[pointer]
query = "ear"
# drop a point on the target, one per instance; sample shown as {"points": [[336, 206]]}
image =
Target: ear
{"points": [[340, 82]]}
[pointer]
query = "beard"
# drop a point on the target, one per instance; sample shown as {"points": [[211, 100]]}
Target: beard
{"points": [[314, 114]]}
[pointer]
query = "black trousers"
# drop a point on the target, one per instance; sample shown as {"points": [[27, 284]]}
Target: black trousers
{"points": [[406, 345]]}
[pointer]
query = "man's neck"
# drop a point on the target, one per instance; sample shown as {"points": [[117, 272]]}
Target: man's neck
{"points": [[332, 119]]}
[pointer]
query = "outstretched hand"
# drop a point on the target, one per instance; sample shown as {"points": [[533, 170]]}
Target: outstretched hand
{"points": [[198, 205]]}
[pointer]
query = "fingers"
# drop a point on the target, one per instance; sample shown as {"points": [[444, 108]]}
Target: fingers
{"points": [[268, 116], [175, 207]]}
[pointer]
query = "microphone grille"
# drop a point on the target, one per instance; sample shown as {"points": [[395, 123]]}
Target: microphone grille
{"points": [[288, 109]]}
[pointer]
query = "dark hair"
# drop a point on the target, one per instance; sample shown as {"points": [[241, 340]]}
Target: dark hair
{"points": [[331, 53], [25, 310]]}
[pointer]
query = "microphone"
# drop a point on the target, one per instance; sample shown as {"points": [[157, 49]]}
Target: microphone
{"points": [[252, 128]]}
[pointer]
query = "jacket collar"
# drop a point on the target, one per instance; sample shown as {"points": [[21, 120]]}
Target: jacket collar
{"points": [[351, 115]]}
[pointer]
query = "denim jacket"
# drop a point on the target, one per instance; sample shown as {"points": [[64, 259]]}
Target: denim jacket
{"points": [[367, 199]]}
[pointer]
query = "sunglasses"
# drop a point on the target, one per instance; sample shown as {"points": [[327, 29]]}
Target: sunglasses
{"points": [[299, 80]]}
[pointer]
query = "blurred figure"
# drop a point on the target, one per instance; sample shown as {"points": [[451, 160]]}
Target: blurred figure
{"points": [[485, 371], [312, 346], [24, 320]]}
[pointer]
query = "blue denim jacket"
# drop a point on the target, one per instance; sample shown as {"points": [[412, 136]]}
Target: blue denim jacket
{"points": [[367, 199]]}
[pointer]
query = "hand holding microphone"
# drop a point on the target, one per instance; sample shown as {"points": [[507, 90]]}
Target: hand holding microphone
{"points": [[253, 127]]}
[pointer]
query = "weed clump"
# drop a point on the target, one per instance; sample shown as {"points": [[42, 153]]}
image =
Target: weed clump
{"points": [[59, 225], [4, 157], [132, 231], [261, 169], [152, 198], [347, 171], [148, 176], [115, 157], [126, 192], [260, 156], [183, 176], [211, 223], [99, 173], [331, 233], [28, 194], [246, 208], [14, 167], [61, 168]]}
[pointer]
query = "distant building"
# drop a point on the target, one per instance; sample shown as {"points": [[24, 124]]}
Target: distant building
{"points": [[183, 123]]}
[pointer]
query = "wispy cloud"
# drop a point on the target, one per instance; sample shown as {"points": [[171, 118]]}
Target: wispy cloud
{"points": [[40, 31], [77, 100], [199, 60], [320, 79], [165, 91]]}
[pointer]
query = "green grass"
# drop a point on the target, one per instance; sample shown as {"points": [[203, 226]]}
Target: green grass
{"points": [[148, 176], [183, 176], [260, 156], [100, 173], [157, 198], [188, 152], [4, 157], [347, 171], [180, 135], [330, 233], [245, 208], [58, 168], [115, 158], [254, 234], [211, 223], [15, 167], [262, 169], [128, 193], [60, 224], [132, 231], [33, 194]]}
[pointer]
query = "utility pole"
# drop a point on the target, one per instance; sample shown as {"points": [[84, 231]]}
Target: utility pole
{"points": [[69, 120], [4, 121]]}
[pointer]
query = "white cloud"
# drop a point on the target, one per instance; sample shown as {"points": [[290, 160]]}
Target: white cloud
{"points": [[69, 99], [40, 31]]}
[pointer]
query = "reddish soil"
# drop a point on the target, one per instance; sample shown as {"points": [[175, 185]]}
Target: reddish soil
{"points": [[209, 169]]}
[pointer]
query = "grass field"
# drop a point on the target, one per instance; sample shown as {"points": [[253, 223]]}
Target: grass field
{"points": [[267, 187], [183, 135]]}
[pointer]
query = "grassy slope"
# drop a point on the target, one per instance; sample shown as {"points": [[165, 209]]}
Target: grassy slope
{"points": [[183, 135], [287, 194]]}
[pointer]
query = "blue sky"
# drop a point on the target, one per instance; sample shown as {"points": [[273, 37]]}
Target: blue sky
::::::::
Return the full listing unchanged.

- Answer box
[pointer]
query = "ear"
# drop a point on the target, one per instance; sample shown as {"points": [[336, 206]]}
image =
Target: ear
{"points": [[340, 82]]}
[pointer]
query = "beard"
# drop a point on the target, one per instance; sample shown as {"points": [[211, 100]]}
Target: beard
{"points": [[314, 114]]}
[pointer]
query = "black trousers"
# drop a point on the target, one per instance; sample shown as {"points": [[27, 284]]}
Target: black trousers
{"points": [[406, 345]]}
[pointer]
query = "man's neck"
# drop a point on the target, one per instance; sample shown as {"points": [[117, 272]]}
Target: man's neck
{"points": [[332, 119]]}
[pointer]
query = "outstretched hand"
# drop a point on the target, one per instance; sample shown as {"points": [[533, 170]]}
Target: outstretched hand
{"points": [[198, 205]]}
[pointer]
query = "fingers"
# drop a point on the target, one per instance; sample shown as {"points": [[444, 108]]}
Target: fingers
{"points": [[268, 116], [175, 207]]}
[pointer]
query = "microphone grille"
# drop a point on the target, one per instance; sample shown as {"points": [[395, 123]]}
Target: microphone grille
{"points": [[288, 109]]}
[pointer]
query = "dark hair"
# drop a point on the target, one per instance; sample shown as {"points": [[241, 340]]}
Target: dark hair
{"points": [[331, 53], [25, 310]]}
[pointer]
query = "microphone"
# drop a point on the target, one per instance; sample shown as {"points": [[157, 49]]}
Target: microphone
{"points": [[252, 128]]}
[pointer]
query = "jacket collar"
# drop a point on the target, one per instance; sample shown as {"points": [[21, 120]]}
Target: jacket collar
{"points": [[351, 115]]}
[pointer]
query = "denim jacket"
# drop a point on the target, one per instance; sample shown as {"points": [[64, 259]]}
Target: denim jacket
{"points": [[367, 199]]}
[pointer]
query = "sunglasses"
# drop a point on the target, one per instance; sample shown as {"points": [[327, 29]]}
Target: sunglasses
{"points": [[299, 80]]}
[pointer]
query = "blurred figure"
# drop a point on the target, one per instance; sample shown as {"points": [[451, 160]]}
Target: blurred figure
{"points": [[485, 371], [312, 346], [24, 320]]}
[pointer]
query = "blue denim jacket"
# drop a point on the target, one per instance; sample shown as {"points": [[412, 136]]}
Target: blue denim jacket
{"points": [[367, 199]]}
[pointer]
query = "hand holding microphone"
# drop a point on the target, one per instance; sample shown as {"points": [[507, 90]]}
Target: hand holding microphone
{"points": [[253, 127]]}
[pointer]
query = "weed clump"
# drop a point on the target, one per instance; sample shown as {"points": [[42, 153]]}
image =
Target: weed clump
{"points": [[59, 225], [4, 157], [132, 231], [261, 169], [152, 198], [347, 171], [148, 176], [115, 157], [126, 192], [260, 156], [183, 176], [211, 223], [99, 173], [331, 233], [28, 194], [246, 208], [14, 167], [61, 168]]}
[pointer]
query = "distant building"
# drop a point on the target, one per instance; sample shown as {"points": [[24, 124]]}
Target: distant building
{"points": [[183, 123]]}
[pointer]
query = "wispy cloud"
# drop a point on the target, one per instance; sample shown as {"points": [[171, 118]]}
Target: wispy cloud
{"points": [[40, 31], [77, 100], [199, 60], [320, 79], [165, 91]]}
[pointer]
query = "green grass"
# drop a point on the target, one per instance; sample shown as {"points": [[203, 226]]}
Target: green grass
{"points": [[148, 176], [183, 176], [260, 156], [100, 173], [157, 198], [188, 152], [4, 157], [347, 171], [180, 135], [330, 233], [245, 208], [58, 168], [115, 158], [254, 234], [211, 223], [15, 167], [262, 169], [128, 193], [60, 224], [132, 231], [33, 194]]}
[pointer]
query = "utility pole"
# drop a point on the target, one per instance; sample shown as {"points": [[84, 231]]}
Target: utility pole
{"points": [[69, 120], [4, 121]]}
[pointer]
query = "white cloud"
# drop a point on the target, one per instance; sample shown as {"points": [[290, 160]]}
Target: white cloud
{"points": [[69, 99], [40, 31]]}
[pointer]
query = "reddish soil"
# drop a point on the target, one per instance; sample shown as {"points": [[175, 185]]}
Target: reddish soil
{"points": [[209, 169]]}
[pointer]
query = "grass field"
# drop a point on the target, one per instance; sample shown as {"points": [[253, 223]]}
Target: grass field
{"points": [[267, 187], [183, 135]]}
[pointer]
query = "grassy slope"
# drop a point on the target, one per instance; sample shown as {"points": [[165, 209]]}
Target: grassy slope
{"points": [[183, 135], [287, 194]]}
[pointer]
query = "blue sky"
# drop a point on the target, one per instance; sample shown as {"points": [[273, 37]]}
Target: blue sky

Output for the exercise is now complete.